Available data: Begin

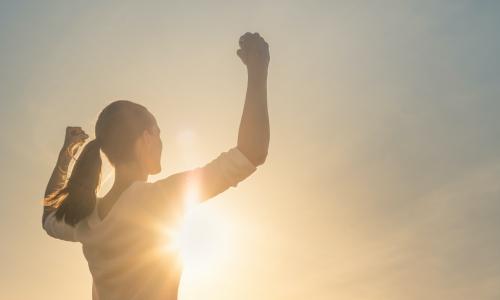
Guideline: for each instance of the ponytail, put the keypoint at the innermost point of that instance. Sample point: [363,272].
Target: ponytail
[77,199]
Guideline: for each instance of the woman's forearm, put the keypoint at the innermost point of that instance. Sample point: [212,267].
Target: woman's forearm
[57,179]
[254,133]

Available data: End
Available data: Begin

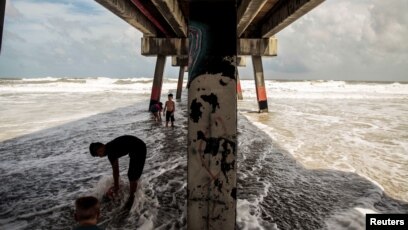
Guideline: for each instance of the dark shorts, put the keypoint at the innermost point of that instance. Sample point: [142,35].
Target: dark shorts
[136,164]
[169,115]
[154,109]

Available data: End

● **Work order**:
Look through the entries above and work out how many lines contain the string "innermost". Give that number alone.

● **Reply to the task**:
3